Re: Array of integer indexed nested-loop semi join

From: Mickael van der Beek <mickael(dot)van(dot)der(dot)beek(at)gmail(dot)com>
To: Jeff Janes <jeff(dot)janes(at)gmail(dot)com>
Cc: Pgsql Performance <pgsql-performance(at)lists(dot)postgresql(dot)org>
Subject: Re: Array of integer indexed nested-loop semi join
Date: 2022-05-23 07:57:25
Message-ID: CACM-Oyd=z=qeDnFmp5PBW4+tHecggJie4KcW=L9uS68PCFFu4g@mail.gmail.com
Views: Raw Message | Whole Thread | Download mbox | Resend email
Thread:
Lists: pgsql-performance

Hello Jeff,

Sadly, the query you suggested won't work because you are only returning
the first row of the matching inner query rows.
Example:

SELECT
> u.idx,
> u.page_idxs
> FROM
> (
> VALUES
> (1, ARRAY[11, 21, 31]),
> (2, ARRAY[12, 21, 32]),
> (3, ARRAY[13, 23, 31])

ENTRIES SUPPLIED:

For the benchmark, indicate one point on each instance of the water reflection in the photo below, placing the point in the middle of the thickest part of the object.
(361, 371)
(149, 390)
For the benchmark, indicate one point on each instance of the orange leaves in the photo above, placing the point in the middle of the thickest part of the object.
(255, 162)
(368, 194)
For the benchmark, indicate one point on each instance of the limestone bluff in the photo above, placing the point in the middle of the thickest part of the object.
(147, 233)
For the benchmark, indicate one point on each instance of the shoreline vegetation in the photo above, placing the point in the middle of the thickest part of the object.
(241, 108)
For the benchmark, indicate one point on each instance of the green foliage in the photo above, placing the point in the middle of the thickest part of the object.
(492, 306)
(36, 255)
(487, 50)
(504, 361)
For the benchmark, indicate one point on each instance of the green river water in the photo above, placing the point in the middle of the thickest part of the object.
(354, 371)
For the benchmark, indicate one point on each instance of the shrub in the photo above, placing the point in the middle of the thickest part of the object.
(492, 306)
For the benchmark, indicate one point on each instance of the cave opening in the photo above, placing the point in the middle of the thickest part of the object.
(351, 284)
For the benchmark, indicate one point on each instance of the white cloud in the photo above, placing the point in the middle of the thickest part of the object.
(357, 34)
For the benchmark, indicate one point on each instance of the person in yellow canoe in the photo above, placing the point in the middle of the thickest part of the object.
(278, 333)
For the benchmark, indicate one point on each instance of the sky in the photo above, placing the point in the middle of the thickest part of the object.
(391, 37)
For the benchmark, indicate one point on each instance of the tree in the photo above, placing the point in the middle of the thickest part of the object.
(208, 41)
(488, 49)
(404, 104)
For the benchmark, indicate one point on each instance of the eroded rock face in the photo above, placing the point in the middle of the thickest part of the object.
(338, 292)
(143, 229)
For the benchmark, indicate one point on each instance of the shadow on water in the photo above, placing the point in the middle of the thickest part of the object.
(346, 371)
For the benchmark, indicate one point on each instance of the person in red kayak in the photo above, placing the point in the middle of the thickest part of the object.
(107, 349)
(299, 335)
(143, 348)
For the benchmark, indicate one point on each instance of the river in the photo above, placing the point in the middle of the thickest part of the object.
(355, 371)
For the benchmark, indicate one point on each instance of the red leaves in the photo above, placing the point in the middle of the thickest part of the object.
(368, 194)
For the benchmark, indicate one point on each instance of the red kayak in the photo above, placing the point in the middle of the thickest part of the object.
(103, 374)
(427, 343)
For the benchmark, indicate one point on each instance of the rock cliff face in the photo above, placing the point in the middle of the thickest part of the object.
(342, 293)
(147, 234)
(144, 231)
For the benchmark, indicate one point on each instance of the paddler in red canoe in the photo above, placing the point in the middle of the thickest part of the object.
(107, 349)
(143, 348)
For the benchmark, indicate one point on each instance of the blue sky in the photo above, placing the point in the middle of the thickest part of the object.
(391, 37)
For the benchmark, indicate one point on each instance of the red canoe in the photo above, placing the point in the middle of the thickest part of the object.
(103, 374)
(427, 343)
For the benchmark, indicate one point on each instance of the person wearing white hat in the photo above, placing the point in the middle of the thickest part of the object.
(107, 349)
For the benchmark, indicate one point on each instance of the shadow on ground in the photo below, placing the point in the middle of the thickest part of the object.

OBJECTIVES:
1. Update the semi join message from "Sadly, the query" to "ARRAY[13, 23, 31])", putting "statement" wherever "query" appears.
2. Continue the mailing-list message about the integer-array semi join from the point where it stops.

OUTPUTS IN ORDER:
1.
Sadly, the statement you suggested won't work because you are only returning
the first row of the matching inner statement rows.
Example:

SELECT
> u.idx,
> u.page_idxs
> FROM
> (
> VALUES
> (1, ARRAY[11, 21, 31]),
> (2, ARRAY[12, 21, 32]),
> (3, ARRAY[13, 23, 31])

2.
> )
> AS u(idx, page_idxs)
> WHERE
> u.page_idxs && ARRAY[(
> SELECT
> p.idx
> FROM
> (
> VALUES
> (11, ARRAY[101, 201, 301]),
> (21, ARRAY[102, 201, 302]),
> (13, ARRAY[103, 203, 301])
> )
> AS p(idx, attribute_idxs)
> WHERE
> p.attribute_idxs && ARRAY[201]
> FETCH FIRST 1 ROWS ONLY
> )]
> ;

This query only returns one row while it should actually return two:

1 {11,21,31}

The INNER JOIN version of the query will return all matching rows but also
include duplicates:

SELECT
> u.idx,
> u.page_idxs
> FROM
> (
> VALUES
> (1, ARRAY[11, 21, 31]),
> (2, ARRAY[12, 21, 32]),
> (3, ARRAY[13, 23, 31])
> )
> AS u(idx, page_idxs)
> INNER JOIN
> (
> SELECT
> p.idx
> FROM
> (
> VALUES
> (11, ARRAY[101, 201, 301]),
> (21, ARRAY[102, 201, 302]),
> (13, ARRAY[103, 203, 301])
> )
> AS p(idx, attribute_idxs)
> WHERE
> p.attribute_idxs && ARRAY[201]
> )
> AS p2
> ON u.page_idxs && ARRAY[p2.idx]
> ;

Results:

1 {11,21,31}
> 1 {11,21,31}
> 2 {12,21,32}

As far as I know, the the IN + sub-expression query can't work since the
left side of the operation is an array of integers and the right side a set
of rows with a single integer column.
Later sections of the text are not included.